Begin at the line that has "In this picture, where can the street" and write out every line through the end of the records, requests included, offsetting each coordinate in the answers by adding 59. Give only those lines.

Raw records:
== == ==
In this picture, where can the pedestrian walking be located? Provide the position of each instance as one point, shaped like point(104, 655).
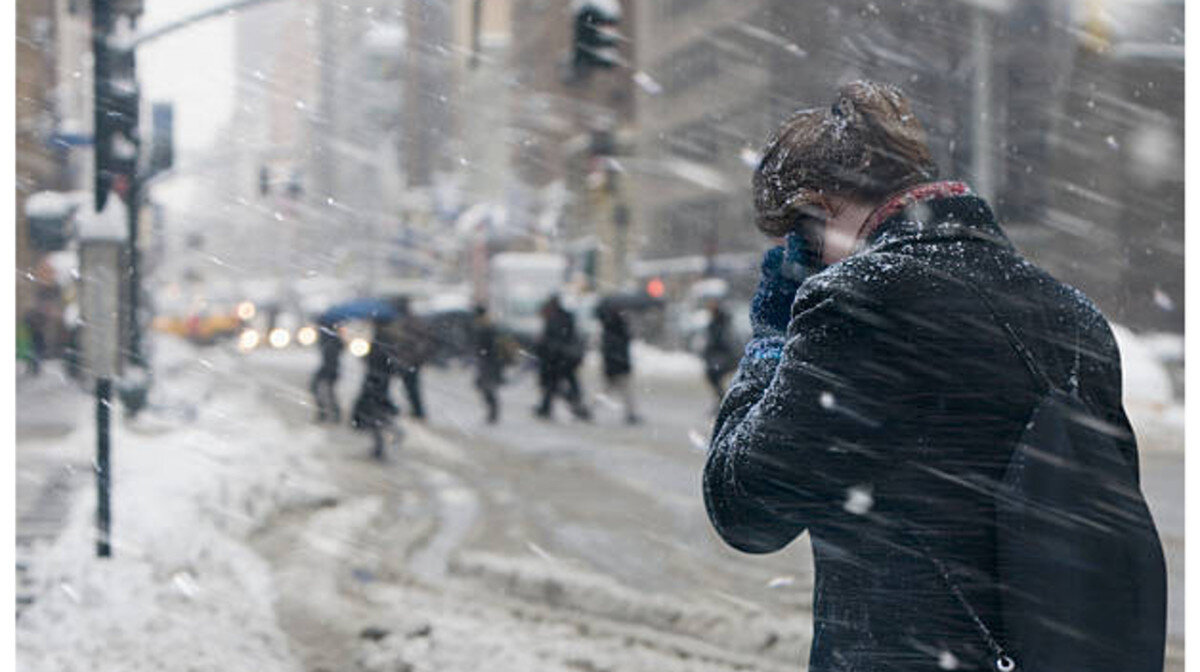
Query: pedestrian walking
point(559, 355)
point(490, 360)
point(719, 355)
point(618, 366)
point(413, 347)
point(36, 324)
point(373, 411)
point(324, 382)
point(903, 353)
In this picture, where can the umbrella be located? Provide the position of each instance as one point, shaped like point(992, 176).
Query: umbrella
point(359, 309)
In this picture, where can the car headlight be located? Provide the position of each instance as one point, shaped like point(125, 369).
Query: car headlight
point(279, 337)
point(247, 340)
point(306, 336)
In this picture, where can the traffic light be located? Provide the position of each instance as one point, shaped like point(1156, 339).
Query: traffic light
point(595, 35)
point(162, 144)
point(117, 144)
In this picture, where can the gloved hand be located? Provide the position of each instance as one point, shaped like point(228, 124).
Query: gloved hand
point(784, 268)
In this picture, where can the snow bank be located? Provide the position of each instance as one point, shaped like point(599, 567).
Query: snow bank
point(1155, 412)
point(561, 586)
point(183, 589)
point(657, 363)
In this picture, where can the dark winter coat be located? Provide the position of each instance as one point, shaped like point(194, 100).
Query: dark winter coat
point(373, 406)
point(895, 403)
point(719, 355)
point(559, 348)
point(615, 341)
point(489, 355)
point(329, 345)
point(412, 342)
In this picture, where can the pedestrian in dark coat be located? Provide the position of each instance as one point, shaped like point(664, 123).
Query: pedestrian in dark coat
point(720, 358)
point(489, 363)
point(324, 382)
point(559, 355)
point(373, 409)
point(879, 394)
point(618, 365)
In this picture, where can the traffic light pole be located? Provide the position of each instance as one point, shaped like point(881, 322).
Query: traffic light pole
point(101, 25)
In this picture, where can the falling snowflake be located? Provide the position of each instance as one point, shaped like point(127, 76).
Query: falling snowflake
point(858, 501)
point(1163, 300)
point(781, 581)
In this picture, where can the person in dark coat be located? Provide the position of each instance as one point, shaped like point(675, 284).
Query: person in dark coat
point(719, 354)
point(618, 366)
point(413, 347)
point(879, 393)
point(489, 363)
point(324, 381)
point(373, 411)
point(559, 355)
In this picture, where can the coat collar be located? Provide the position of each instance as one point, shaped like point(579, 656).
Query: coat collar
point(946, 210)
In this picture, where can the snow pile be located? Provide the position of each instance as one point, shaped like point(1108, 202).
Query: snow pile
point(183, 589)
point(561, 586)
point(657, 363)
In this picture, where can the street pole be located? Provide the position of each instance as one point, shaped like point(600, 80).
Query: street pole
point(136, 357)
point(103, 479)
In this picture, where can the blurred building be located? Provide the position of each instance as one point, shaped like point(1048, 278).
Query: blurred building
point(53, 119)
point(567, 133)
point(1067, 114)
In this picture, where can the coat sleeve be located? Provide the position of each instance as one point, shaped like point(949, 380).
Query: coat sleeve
== == ==
Answer to this exercise -
In this picture, where can the street pole be located? Provide the position of each instance as one point, shaped like point(600, 80).
Query: street pole
point(195, 416)
point(162, 538)
In this picture, where can the blurred building be located? Provide the position of each instance as one point, shaped like point(1048, 278).
Query: blurred building
point(112, 178)
point(626, 192)
point(1126, 173)
In this picture, where can the coat sleeve be located? Provide the position of each instance as one point, shaped like point(949, 380).
Query: coat sleeve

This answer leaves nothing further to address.